┌─ EXERCISE MATERIAL

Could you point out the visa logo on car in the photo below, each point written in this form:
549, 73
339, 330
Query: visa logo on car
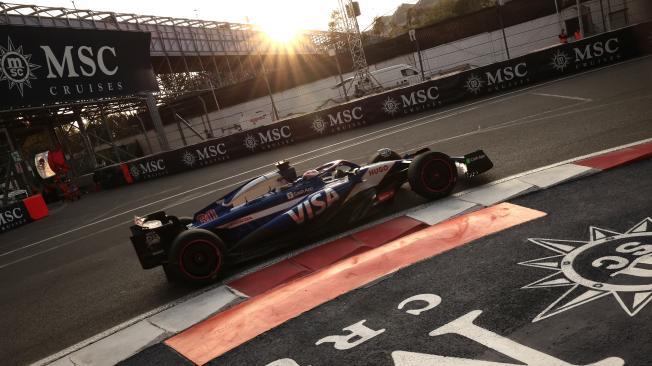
313, 206
378, 170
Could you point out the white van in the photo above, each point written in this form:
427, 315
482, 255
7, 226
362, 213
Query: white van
390, 77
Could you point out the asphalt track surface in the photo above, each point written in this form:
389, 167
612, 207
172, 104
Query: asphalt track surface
75, 274
483, 283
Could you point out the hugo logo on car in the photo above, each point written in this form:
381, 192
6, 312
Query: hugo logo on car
314, 206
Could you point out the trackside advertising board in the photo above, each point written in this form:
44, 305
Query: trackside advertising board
13, 216
551, 63
42, 65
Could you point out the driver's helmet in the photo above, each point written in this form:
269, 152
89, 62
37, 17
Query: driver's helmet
310, 174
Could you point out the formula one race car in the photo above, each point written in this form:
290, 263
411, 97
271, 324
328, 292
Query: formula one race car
278, 209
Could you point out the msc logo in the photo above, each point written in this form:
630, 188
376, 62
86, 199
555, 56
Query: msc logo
206, 155
269, 138
16, 67
499, 79
313, 206
596, 49
420, 96
340, 120
148, 168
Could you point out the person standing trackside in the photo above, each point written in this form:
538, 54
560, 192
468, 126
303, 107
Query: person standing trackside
563, 37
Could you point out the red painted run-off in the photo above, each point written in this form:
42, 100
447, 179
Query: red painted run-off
620, 157
325, 255
241, 323
36, 207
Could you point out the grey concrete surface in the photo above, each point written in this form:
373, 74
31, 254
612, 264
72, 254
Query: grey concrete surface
75, 274
485, 283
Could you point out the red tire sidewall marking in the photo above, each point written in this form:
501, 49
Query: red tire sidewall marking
218, 255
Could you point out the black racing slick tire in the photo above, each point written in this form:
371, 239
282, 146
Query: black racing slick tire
432, 175
385, 155
196, 256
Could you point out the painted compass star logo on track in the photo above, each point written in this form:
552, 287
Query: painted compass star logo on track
610, 263
16, 67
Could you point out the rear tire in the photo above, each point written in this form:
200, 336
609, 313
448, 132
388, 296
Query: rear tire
432, 175
196, 256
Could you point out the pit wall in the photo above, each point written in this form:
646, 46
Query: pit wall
548, 64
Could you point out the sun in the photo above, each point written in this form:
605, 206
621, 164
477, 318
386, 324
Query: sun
610, 263
280, 32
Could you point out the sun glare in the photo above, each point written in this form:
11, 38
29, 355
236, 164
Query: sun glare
280, 32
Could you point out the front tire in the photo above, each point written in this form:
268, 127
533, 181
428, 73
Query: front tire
196, 256
432, 175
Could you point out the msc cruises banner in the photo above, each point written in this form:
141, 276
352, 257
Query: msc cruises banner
551, 63
41, 65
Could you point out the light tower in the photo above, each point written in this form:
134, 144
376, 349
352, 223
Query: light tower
365, 81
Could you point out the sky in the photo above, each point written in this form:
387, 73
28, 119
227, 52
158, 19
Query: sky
297, 14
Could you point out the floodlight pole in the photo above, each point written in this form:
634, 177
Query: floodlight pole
499, 5
413, 37
333, 53
156, 121
579, 17
365, 80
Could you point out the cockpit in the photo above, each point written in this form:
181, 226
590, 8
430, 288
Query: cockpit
286, 177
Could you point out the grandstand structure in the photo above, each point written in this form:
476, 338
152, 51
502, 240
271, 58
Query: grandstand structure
212, 55
178, 45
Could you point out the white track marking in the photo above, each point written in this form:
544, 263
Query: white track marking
462, 109
563, 97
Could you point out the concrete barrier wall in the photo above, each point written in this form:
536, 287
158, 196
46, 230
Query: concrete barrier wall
550, 63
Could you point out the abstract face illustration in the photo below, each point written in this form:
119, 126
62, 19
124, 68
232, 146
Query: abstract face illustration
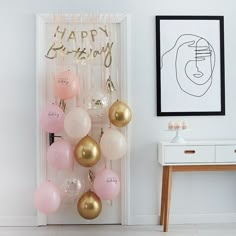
194, 63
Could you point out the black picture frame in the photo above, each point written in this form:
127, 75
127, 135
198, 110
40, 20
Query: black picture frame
183, 43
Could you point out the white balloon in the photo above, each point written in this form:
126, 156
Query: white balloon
113, 144
77, 123
96, 103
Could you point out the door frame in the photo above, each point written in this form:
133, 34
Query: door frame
42, 139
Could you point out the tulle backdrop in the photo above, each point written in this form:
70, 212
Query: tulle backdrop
83, 52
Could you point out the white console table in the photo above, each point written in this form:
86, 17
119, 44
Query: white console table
215, 155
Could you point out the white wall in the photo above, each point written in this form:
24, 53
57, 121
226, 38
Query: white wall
193, 193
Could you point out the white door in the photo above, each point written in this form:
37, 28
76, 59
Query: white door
94, 47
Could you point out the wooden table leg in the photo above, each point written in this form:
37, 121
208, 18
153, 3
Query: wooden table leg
168, 196
163, 195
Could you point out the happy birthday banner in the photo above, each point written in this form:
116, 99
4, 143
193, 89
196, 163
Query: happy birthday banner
80, 54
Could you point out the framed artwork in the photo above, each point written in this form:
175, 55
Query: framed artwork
190, 65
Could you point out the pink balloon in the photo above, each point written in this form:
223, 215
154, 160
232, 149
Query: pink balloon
52, 119
106, 184
47, 198
60, 155
66, 85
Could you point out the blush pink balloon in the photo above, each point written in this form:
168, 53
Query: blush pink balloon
52, 119
66, 85
60, 155
107, 184
47, 198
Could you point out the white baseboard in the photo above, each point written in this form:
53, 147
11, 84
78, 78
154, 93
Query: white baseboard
184, 219
18, 220
203, 218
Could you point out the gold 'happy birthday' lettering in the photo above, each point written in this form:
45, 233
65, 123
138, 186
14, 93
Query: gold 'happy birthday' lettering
81, 53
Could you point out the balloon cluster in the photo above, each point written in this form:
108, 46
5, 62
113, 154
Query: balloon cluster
76, 123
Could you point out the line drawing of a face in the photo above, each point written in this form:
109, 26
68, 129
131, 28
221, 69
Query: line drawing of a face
194, 63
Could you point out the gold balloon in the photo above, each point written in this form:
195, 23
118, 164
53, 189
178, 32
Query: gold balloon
89, 205
87, 152
120, 114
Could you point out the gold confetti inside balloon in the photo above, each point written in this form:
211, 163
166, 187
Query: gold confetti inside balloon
87, 152
120, 114
89, 205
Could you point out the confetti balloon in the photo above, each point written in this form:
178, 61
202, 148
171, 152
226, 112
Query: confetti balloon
60, 155
77, 123
52, 119
113, 144
66, 85
96, 103
47, 198
120, 114
107, 184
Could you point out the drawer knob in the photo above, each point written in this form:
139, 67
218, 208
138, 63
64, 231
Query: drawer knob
189, 151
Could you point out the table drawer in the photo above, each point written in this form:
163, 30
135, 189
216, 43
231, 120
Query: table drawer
226, 153
189, 154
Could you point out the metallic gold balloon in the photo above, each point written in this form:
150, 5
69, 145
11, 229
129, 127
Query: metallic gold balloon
89, 205
87, 152
119, 114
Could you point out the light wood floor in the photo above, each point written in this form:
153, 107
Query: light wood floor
117, 230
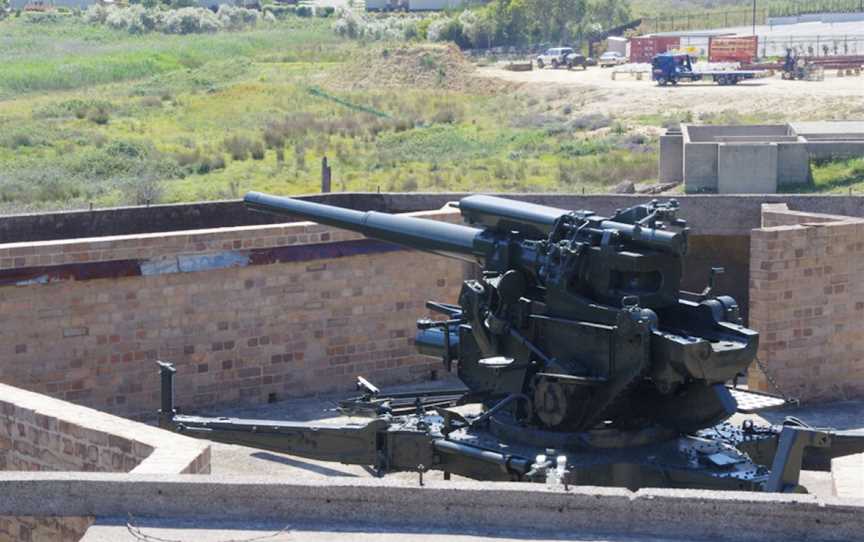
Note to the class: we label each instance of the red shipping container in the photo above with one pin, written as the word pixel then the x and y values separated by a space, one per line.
pixel 643 49
pixel 733 49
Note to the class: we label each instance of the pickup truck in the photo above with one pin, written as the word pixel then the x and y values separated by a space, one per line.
pixel 669 69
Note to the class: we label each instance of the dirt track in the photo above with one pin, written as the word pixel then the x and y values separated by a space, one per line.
pixel 594 91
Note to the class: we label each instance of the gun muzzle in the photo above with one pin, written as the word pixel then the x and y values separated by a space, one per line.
pixel 445 239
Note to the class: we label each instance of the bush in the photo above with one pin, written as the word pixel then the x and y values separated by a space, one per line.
pixel 352 24
pixel 234 18
pixel 98 115
pixel 96 14
pixel 45 17
pixel 191 21
pixel 134 19
pixel 446 29
pixel 257 150
pixel 239 147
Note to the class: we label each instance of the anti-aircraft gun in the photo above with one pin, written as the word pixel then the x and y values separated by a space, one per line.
pixel 579 344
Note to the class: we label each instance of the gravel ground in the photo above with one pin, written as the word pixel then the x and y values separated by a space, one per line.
pixel 594 91
pixel 240 460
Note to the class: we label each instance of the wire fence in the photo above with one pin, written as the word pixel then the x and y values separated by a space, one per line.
pixel 821 45
pixel 705 20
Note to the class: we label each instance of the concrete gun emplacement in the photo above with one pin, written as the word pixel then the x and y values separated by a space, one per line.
pixel 589 362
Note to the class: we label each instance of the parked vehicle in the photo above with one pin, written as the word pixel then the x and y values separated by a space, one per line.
pixel 611 58
pixel 561 57
pixel 670 69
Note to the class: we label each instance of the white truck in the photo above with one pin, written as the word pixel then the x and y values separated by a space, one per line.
pixel 560 57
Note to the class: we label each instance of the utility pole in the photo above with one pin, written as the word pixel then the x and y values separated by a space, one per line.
pixel 754 17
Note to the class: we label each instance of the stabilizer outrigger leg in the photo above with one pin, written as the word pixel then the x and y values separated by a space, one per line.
pixel 434 437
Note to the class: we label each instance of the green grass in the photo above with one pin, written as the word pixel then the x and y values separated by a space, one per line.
pixel 841 176
pixel 93 116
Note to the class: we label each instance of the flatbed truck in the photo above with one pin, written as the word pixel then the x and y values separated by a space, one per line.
pixel 670 69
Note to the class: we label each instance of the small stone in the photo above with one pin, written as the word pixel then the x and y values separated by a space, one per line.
pixel 625 187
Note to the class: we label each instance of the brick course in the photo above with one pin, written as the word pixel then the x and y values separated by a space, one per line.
pixel 235 333
pixel 38 433
pixel 807 302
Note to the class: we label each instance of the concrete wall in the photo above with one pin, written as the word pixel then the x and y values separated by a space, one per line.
pixel 707 214
pixel 793 165
pixel 700 167
pixel 747 168
pixel 671 157
pixel 450 508
pixel 38 433
pixel 246 313
pixel 709 133
pixel 807 301
pixel 273 309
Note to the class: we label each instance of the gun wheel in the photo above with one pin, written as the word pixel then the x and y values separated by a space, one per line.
pixel 557 405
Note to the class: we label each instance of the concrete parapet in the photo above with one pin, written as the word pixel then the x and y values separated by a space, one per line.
pixel 455 506
pixel 671 157
pixel 847 474
pixel 747 168
pixel 807 303
pixel 793 165
pixel 700 167
pixel 46 434
pixel 835 149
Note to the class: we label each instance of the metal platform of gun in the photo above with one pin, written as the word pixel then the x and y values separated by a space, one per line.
pixel 427 432
pixel 588 363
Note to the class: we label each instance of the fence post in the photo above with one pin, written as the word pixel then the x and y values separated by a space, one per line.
pixel 325 176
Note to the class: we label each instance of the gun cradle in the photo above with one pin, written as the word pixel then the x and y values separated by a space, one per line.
pixel 576 338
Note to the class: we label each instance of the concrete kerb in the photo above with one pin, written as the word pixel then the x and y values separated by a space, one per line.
pixel 171 453
pixel 446 505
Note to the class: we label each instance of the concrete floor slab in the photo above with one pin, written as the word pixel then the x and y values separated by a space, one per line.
pixel 135 530
pixel 234 460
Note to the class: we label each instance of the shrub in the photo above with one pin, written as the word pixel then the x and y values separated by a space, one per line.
pixel 591 122
pixel 151 101
pixel 44 17
pixel 134 19
pixel 191 21
pixel 239 147
pixel 130 149
pixel 235 18
pixel 98 115
pixel 446 29
pixel 96 14
pixel 257 150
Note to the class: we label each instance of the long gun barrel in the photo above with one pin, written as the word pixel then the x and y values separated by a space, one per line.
pixel 538 221
pixel 451 240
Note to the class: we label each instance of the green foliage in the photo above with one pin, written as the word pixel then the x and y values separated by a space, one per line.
pixel 154 117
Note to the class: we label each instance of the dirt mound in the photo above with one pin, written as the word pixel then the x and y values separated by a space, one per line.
pixel 417 66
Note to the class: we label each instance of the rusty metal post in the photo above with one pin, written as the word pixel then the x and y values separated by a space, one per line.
pixel 325 176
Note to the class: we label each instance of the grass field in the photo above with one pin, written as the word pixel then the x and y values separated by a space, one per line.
pixel 92 116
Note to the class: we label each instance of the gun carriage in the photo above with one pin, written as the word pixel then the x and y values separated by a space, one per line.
pixel 590 363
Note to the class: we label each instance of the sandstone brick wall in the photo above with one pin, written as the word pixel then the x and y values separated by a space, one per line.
pixel 807 302
pixel 45 434
pixel 246 313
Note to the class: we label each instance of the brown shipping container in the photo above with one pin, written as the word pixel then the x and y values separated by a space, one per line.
pixel 733 49
pixel 643 49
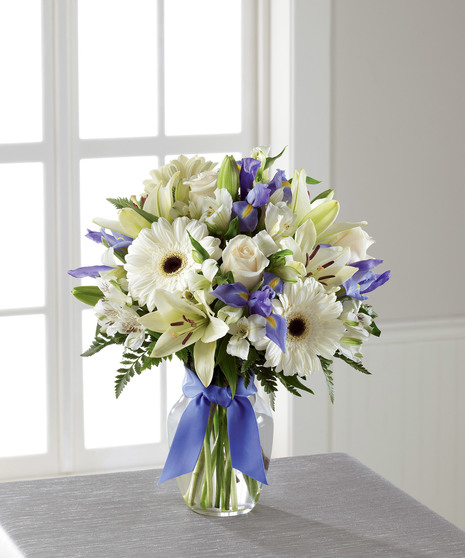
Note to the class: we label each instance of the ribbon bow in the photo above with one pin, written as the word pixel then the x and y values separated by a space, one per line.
pixel 244 438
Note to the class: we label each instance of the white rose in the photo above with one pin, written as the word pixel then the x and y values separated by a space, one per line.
pixel 204 184
pixel 358 241
pixel 243 257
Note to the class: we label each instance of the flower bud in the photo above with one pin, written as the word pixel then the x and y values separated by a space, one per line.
pixel 228 176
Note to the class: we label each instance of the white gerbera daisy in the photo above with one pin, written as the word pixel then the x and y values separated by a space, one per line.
pixel 313 328
pixel 161 257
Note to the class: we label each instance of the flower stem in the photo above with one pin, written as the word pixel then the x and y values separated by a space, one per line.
pixel 219 458
pixel 196 474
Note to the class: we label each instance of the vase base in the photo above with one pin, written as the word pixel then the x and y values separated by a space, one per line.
pixel 214 512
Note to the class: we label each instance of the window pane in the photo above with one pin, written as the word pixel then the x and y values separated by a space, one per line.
pixel 202 67
pixel 132 419
pixel 118 84
pixel 214 157
pixel 23 253
pixel 108 178
pixel 23 397
pixel 21 71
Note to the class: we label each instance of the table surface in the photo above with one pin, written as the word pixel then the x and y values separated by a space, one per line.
pixel 321 505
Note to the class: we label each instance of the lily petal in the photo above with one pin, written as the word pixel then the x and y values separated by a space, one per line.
pixel 170 342
pixel 156 321
pixel 233 294
pixel 214 330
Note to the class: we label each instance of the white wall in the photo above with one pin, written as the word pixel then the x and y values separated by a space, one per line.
pixel 398 144
pixel 395 154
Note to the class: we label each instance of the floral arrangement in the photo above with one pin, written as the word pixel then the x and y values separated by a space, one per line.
pixel 237 272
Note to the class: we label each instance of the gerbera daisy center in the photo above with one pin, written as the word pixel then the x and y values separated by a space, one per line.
pixel 172 263
pixel 298 326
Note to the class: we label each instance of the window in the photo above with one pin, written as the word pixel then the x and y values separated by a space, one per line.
pixel 101 92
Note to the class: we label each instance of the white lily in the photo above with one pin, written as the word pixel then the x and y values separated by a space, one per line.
pixel 130 223
pixel 182 324
pixel 160 199
pixel 215 212
pixel 230 314
pixel 326 265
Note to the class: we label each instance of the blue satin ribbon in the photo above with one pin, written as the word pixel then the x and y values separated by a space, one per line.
pixel 244 437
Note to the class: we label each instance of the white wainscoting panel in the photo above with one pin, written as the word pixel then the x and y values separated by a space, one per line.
pixel 407 420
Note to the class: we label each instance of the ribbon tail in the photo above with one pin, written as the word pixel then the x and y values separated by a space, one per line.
pixel 244 440
pixel 188 440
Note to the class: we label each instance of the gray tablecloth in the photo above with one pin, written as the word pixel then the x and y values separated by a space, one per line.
pixel 322 505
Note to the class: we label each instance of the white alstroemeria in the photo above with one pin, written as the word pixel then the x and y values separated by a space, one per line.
pixel 117 277
pixel 161 257
pixel 280 220
pixel 187 168
pixel 266 243
pixel 160 200
pixel 180 209
pixel 112 292
pixel 201 185
pixel 251 329
pixel 230 314
pixel 238 344
pixel 115 314
pixel 214 211
pixel 357 329
pixel 182 324
pixel 326 265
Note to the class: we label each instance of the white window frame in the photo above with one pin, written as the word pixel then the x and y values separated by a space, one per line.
pixel 60 151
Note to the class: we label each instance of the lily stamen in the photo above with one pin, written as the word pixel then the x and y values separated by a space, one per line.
pixel 186 339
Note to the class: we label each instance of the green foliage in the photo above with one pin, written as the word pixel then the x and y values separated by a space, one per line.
pixel 268 380
pixel 357 365
pixel 121 203
pixel 88 294
pixel 102 340
pixel 325 364
pixel 134 362
pixel 270 160
pixel 228 176
pixel 225 278
pixel 293 384
pixel 278 259
pixel 323 195
pixel 368 310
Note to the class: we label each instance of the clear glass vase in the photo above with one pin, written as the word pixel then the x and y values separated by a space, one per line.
pixel 214 487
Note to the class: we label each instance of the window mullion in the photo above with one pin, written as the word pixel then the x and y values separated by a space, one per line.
pixel 68 340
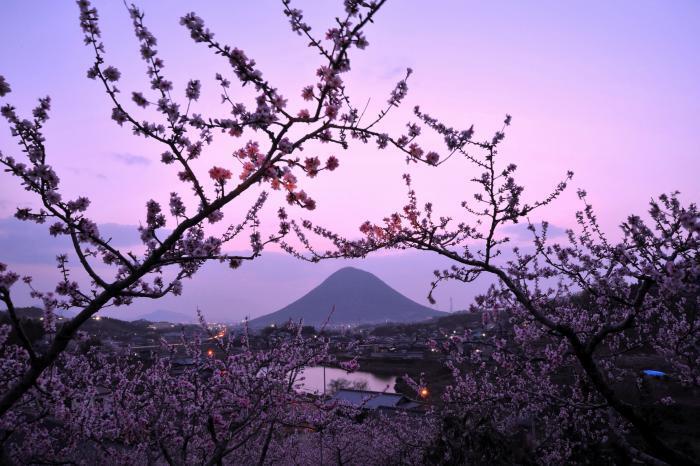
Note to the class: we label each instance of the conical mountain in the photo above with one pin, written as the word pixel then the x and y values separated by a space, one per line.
pixel 359 297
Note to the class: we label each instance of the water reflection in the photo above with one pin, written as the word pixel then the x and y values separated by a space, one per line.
pixel 314 379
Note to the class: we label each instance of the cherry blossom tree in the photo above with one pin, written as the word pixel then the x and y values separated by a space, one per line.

└─

● PROBLEM REQUIREMENTS
Scan the entries and show every line in which the word "below" is found.

● FINISHED TASK
Could you point out the visa logo on car in the photo below, each point written in this form:
Could you point out the abstract face illustration in the photo below, each point written in this form:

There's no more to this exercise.